=== ACTIVITY ===
An exact copy of the records is needed; please leave the images out.

=== Natural-language object grounding data ===
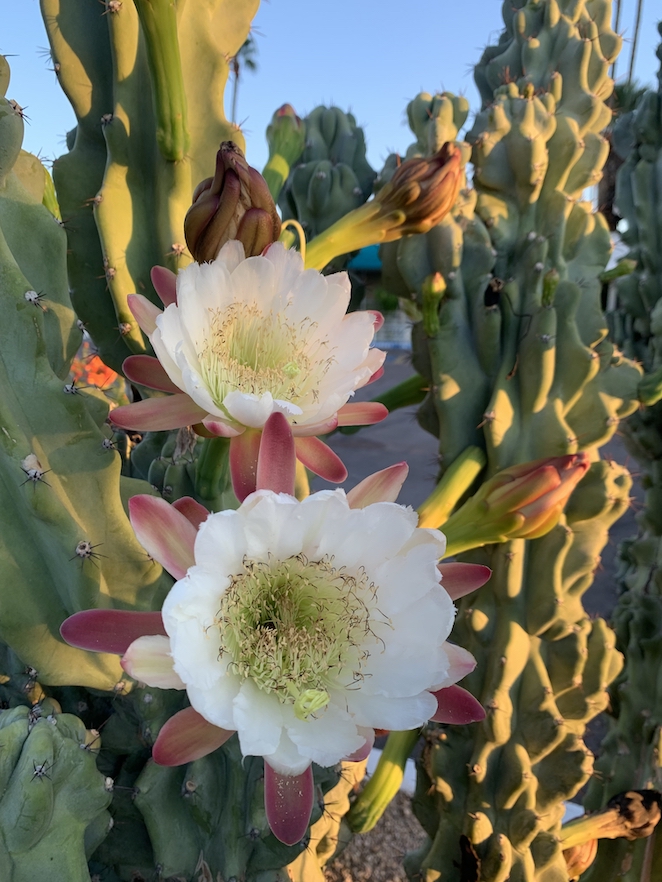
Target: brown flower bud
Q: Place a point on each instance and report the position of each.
(234, 204)
(424, 188)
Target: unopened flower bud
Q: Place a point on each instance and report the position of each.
(424, 188)
(520, 502)
(418, 197)
(234, 204)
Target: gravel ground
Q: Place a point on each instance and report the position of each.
(377, 856)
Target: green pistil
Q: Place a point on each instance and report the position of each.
(257, 353)
(295, 628)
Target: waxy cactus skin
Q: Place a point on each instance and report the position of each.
(137, 154)
(632, 748)
(513, 344)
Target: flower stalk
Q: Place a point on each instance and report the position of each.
(421, 193)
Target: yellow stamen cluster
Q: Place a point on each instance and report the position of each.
(298, 628)
(255, 352)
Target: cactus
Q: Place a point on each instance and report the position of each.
(332, 176)
(68, 545)
(512, 341)
(61, 550)
(631, 749)
(54, 800)
(127, 182)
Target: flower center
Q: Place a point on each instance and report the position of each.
(297, 628)
(255, 353)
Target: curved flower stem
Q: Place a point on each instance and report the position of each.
(385, 782)
(436, 509)
(287, 236)
(213, 470)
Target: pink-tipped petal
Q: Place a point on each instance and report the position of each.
(149, 661)
(288, 800)
(376, 376)
(276, 463)
(147, 371)
(244, 453)
(219, 429)
(322, 428)
(362, 413)
(144, 312)
(383, 486)
(165, 284)
(165, 533)
(186, 737)
(459, 579)
(320, 459)
(456, 705)
(194, 512)
(363, 752)
(377, 318)
(109, 630)
(158, 414)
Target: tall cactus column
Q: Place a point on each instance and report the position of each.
(632, 749)
(513, 344)
(137, 153)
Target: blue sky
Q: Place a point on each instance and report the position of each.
(367, 56)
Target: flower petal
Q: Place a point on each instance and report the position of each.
(383, 486)
(461, 663)
(258, 718)
(322, 428)
(248, 409)
(194, 512)
(148, 371)
(276, 465)
(219, 429)
(158, 414)
(377, 318)
(362, 413)
(244, 454)
(288, 800)
(144, 312)
(165, 533)
(456, 705)
(319, 458)
(109, 630)
(363, 752)
(186, 737)
(149, 661)
(378, 374)
(165, 284)
(459, 578)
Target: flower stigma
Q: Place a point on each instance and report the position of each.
(298, 628)
(259, 352)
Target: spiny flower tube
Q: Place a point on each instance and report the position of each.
(302, 626)
(242, 338)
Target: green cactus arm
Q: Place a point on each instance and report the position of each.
(158, 19)
(51, 796)
(456, 481)
(78, 37)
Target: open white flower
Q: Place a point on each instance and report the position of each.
(304, 625)
(245, 338)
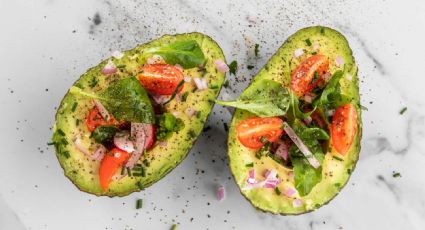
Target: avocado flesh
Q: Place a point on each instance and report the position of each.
(335, 173)
(83, 172)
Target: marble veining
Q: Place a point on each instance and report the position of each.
(47, 44)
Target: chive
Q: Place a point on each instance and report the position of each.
(184, 96)
(140, 185)
(74, 106)
(60, 132)
(139, 204)
(175, 92)
(396, 174)
(337, 158)
(226, 127)
(256, 49)
(308, 42)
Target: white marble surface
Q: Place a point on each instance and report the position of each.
(46, 44)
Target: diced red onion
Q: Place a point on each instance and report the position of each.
(109, 68)
(339, 61)
(102, 110)
(282, 151)
(298, 52)
(123, 142)
(220, 193)
(289, 192)
(187, 79)
(140, 139)
(221, 66)
(297, 203)
(301, 146)
(117, 54)
(330, 112)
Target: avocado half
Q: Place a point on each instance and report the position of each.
(336, 170)
(70, 119)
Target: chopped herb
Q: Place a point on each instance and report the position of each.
(250, 165)
(256, 49)
(277, 191)
(233, 67)
(337, 158)
(183, 97)
(60, 132)
(139, 204)
(74, 106)
(175, 92)
(308, 42)
(396, 174)
(226, 127)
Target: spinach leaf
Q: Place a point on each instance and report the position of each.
(186, 53)
(306, 177)
(264, 98)
(104, 134)
(167, 124)
(125, 99)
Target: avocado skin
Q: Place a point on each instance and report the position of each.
(332, 38)
(83, 172)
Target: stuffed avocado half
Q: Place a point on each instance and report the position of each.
(295, 135)
(129, 121)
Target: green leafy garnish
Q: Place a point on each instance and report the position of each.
(168, 124)
(104, 134)
(126, 99)
(264, 98)
(305, 176)
(186, 53)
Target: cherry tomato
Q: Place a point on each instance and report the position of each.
(110, 164)
(251, 131)
(343, 128)
(161, 79)
(303, 77)
(95, 119)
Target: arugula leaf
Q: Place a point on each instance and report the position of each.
(104, 134)
(186, 53)
(233, 67)
(168, 124)
(264, 98)
(305, 176)
(125, 99)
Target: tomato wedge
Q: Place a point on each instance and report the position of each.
(160, 79)
(303, 77)
(251, 131)
(110, 164)
(343, 128)
(95, 119)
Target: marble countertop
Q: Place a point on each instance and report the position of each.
(46, 44)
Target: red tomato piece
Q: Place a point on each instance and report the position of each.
(303, 77)
(160, 79)
(251, 131)
(110, 164)
(343, 128)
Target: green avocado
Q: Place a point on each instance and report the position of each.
(163, 157)
(336, 169)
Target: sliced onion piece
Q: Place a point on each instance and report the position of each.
(109, 68)
(123, 142)
(220, 193)
(301, 146)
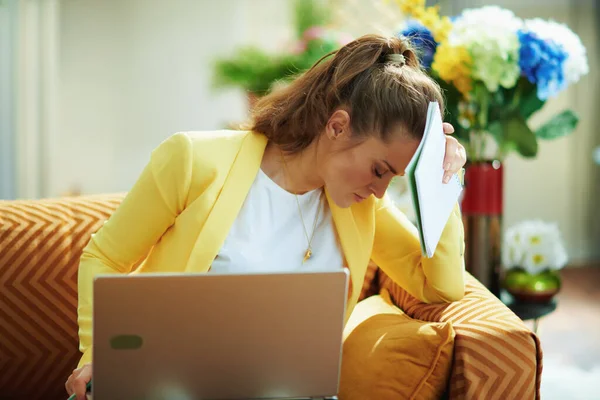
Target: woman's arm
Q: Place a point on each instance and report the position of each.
(397, 251)
(148, 210)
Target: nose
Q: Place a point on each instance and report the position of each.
(379, 187)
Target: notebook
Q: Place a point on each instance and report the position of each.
(432, 199)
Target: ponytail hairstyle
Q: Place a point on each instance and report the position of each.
(379, 81)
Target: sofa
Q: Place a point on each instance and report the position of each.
(495, 355)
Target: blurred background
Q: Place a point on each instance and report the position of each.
(89, 87)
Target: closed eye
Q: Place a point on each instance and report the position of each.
(377, 173)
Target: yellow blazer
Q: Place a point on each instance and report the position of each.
(177, 215)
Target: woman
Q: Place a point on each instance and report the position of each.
(302, 189)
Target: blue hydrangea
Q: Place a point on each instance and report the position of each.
(542, 62)
(421, 37)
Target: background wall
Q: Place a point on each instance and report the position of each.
(125, 74)
(132, 72)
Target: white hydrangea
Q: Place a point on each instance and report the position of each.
(576, 65)
(490, 35)
(534, 246)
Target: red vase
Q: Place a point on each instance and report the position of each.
(482, 209)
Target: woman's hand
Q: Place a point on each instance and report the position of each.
(456, 156)
(78, 380)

=== WRITTEN ANSWER ===
Target: brown flower bud
Q: Place a point on each instance and report the position of each.
(234, 204)
(424, 188)
Target: unopened flower bud
Q: Place a point on each instance and report the position of each.
(424, 188)
(520, 502)
(418, 197)
(234, 204)
Target: gravel ground
Q: Place a point on each instance and report the position of each.
(377, 856)
Target: green pistil
Q: Place a point on each instance and report the position of each.
(257, 353)
(295, 628)
Target: waxy cactus skin
Q: Place a point on each instance and report the position of each.
(137, 154)
(632, 748)
(513, 344)
Target: flower stalk
Q: Place a point on each instance and report the position of each.
(421, 193)
Target: yellow stamen cluster
Q: Place a point on each instance and report the position of each.
(298, 628)
(255, 352)
Target: cactus
Q: Place a point on each instance and report the position of each.
(332, 176)
(68, 545)
(512, 341)
(61, 550)
(631, 749)
(54, 800)
(127, 182)
Target: flower center
Q: Place a point on each instance and report the position of each.
(297, 628)
(255, 353)
Target: curved flower stem
Q: Place a point on each instance and report the position of each.
(385, 782)
(436, 509)
(287, 236)
(213, 470)
Target: pink-tipped petal
Q: Place a point on each instance and report the position of each.
(149, 661)
(288, 800)
(376, 376)
(276, 463)
(147, 371)
(244, 453)
(219, 429)
(322, 428)
(362, 413)
(144, 312)
(383, 486)
(165, 284)
(165, 533)
(186, 737)
(459, 579)
(320, 459)
(456, 705)
(194, 512)
(363, 752)
(377, 318)
(109, 630)
(158, 414)
Target: tall cactus column
Q: Place a point on each instance and report the position of each.
(632, 749)
(513, 344)
(137, 153)
Target: blue sky
Q: Place a point on each instance and report the position of each.
(367, 56)
Target: flower petal
Q: Place a point on each instance and report the position of each.
(383, 486)
(461, 663)
(258, 718)
(322, 428)
(248, 409)
(194, 512)
(148, 371)
(276, 465)
(219, 429)
(158, 414)
(377, 318)
(362, 413)
(244, 454)
(288, 800)
(144, 312)
(165, 533)
(456, 705)
(319, 458)
(109, 630)
(363, 752)
(186, 737)
(149, 661)
(378, 374)
(165, 284)
(459, 578)
Target: flower stigma
Q: Place a point on each instance and report the position of each.
(298, 628)
(259, 352)
Target: spiny flower tube
Q: Place a point on each instance and report the position of each.
(302, 626)
(242, 338)
Target: green cactus arm
Q: Place a point on each instance and report the position of each.
(158, 19)
(51, 796)
(456, 481)
(78, 37)
Target: open white flower
Q: Place a point on each instance and report the position of each.
(304, 625)
(245, 338)
Target: avocado flesh
Q: Place a point on each instance and report the position of each.
(335, 173)
(83, 172)
Target: marble veining
Q: Place a point on each instance and report the position of each.
(47, 44)
Target: chive
Q: Place a point on each instance and report the position of each.
(184, 96)
(140, 185)
(74, 106)
(60, 132)
(139, 204)
(175, 92)
(396, 174)
(337, 158)
(226, 127)
(256, 49)
(308, 42)
Target: white marble surface
Q: Place a point on each instance and report the position of each.
(46, 44)
Target: diced red onion
Q: Place a point on each instance and report the position of each.
(109, 68)
(339, 61)
(102, 110)
(282, 151)
(298, 52)
(123, 142)
(220, 193)
(289, 192)
(187, 79)
(140, 139)
(221, 66)
(297, 203)
(301, 146)
(117, 54)
(330, 112)
Target: avocado half
Q: Place a point on each instance and report the position of each.
(336, 170)
(70, 119)
Target: chopped herb
Q: Place a point on each instance and report the position of each.
(250, 165)
(256, 49)
(277, 191)
(233, 67)
(337, 158)
(183, 97)
(60, 132)
(139, 204)
(74, 106)
(175, 92)
(308, 42)
(396, 174)
(226, 127)
Target: spinach leaf
Q: Place a point on each instance and report the position of each.
(186, 53)
(306, 177)
(264, 98)
(104, 134)
(167, 124)
(125, 99)
Target: avocado skin
Q: Place a point on each instance and report the position of each.
(332, 38)
(83, 172)
Target: stuffed avocado half
Q: Place a point on each instance and report the position of each.
(295, 135)
(129, 121)
Target: green leafy garnish
Q: Place a point on each instance and report the position of each.
(168, 124)
(104, 134)
(126, 99)
(264, 98)
(305, 176)
(186, 53)
Target: cherry tomato
Q: Place a point on each instance and report the position of each.
(110, 164)
(251, 131)
(343, 128)
(161, 79)
(303, 77)
(95, 119)
Target: arugula leaf
Q: Place a point on each instance and report the position of each.
(104, 134)
(186, 53)
(233, 67)
(168, 124)
(264, 98)
(305, 176)
(125, 99)
Target: tomato wedge
Q: Place a point on each instance and report the position of each.
(160, 79)
(303, 77)
(251, 131)
(110, 164)
(343, 128)
(95, 119)
Target: marble countertop
Q: Place a point on each instance and report the position of each.
(46, 44)
Target: red tomato piece
Q: Place a point on each instance and report the position of each.
(303, 77)
(160, 79)
(251, 131)
(110, 164)
(343, 128)
Target: green avocado
Q: Place a point on each instance and report the position of each.
(163, 157)
(336, 169)
Target: sliced onion piece
Q: Place a point on each instance and report the position of each.
(109, 68)
(123, 142)
(220, 193)
(301, 146)
Target: woman's arm
Q: Place a point on each instance and report the position of each.
(397, 251)
(148, 210)
Target: nose
Q: Place a point on each instance and report the position of each.
(379, 187)
Target: notebook
Q: Place a point on each instance and report the position of each.
(432, 199)
Target: ponytail hairstyle
Q: Place a point on each instance and report the position of each.
(379, 81)
Target: sofa
Q: Place a point on each instance and report the position of each.
(495, 355)
Target: blurred background
Q: Place a point on each instance and report the position of each.
(89, 87)
Target: closed eye
Q: Place a point on each instance and report the position of each.
(377, 173)
Target: yellow blazer
Q: Place a point on each instance and report the position of each.
(177, 215)
Target: woman
Q: Place a point on each instance and report the position of each.
(302, 189)
Target: blue hydrangea
Q: Place a point on each instance and report the position of each.
(542, 62)
(421, 37)
Target: background wall
Q: Place a point on each instance and report the position of each.
(125, 74)
(132, 72)
Target: white hydrangea
Q: Place a point on each instance and report the position of each.
(576, 65)
(490, 35)
(534, 246)
Target: red vase
Q: Place a point on each instance and report the position of each.
(482, 209)
Target: woman's hand
Q: Place a point on each instance and report the position of each.
(456, 156)
(78, 380)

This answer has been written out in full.